Connie Booth (born 2 December 1940) is an American actress and writer. She has appeared in several British television programmes and films, including her role as Polly Sherman on BBC Two's Fawlty Towers, which she co-wrote with her then-husband John Cleese. In 1995 she quit acting and worked as a psychotherapist until her retirement.

Early life
Booth was born in Indianapolis, Indiana, on 2 December 1940.  Her father was a Wall Street stockbroker and her mother an actress.  The family later moved to New York State.  Booth entered acting and worked as a Broadway understudy and waitress.  She met John Cleese while he was working in New York City; they married on February 20, 1968.

Acting career
Booth secured parts in episodes of Monty Python's Flying Circus (1969–74) and in the Python films And Now for Something Completely Different (1971) and Monty Python and the Holy Grail (1975, as a woman accused of being a witch). She also appeared in How to Irritate People (1968), a pre-Monty Python film starring Cleese and other future Monty Python members; a short film titled Romance with a Double Bass (1974) which Cleese adapted from a short story by Anton Chekhov; and The Strange Case of the End of Civilization as We Know It (1977), Cleese's Sherlock Holmes spoof, as Mrs. Hudson.

**TRY IT:**
Update the Connie Booth biography from "Connie Booth (born" up to and including "February 20, 1968." by replacing "stockbroker" with "banker", and give that passage again.

**DATA BELOW:**
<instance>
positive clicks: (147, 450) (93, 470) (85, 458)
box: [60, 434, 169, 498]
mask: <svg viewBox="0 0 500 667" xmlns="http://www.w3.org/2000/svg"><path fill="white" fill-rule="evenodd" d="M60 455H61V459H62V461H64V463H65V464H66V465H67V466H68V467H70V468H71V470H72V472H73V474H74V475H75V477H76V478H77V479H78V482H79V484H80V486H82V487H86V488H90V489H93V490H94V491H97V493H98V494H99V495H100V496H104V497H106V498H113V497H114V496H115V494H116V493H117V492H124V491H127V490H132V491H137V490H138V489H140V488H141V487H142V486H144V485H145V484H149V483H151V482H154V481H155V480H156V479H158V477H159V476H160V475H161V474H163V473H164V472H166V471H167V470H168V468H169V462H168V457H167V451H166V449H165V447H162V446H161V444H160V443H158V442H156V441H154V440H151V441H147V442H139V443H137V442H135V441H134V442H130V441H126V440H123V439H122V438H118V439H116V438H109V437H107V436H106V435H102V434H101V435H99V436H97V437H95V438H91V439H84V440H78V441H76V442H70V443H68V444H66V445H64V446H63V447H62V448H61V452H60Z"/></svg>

**ANSWER TO THIS PROBLEM:**
Connie Booth (born 2 December 1940) is an American actress and writer. She has appeared in several British television programmes and films, including her role as Polly Sherman on BBC Two's Fawlty Towers, which she co-wrote with her then-husband John Cleese. In 1995 she quit acting and worked as a psychotherapist until her retirement.

Early life
Booth was born in Indianapolis, Indiana, on 2 December 1940.  Her father was a Wall Street banker and her mother an actress.  The family later moved to New York State.  Booth entered acting and worked as a Broadway understudy and waitress.  She met John Cleese while he was working in New York City; they married on February 20, 1968.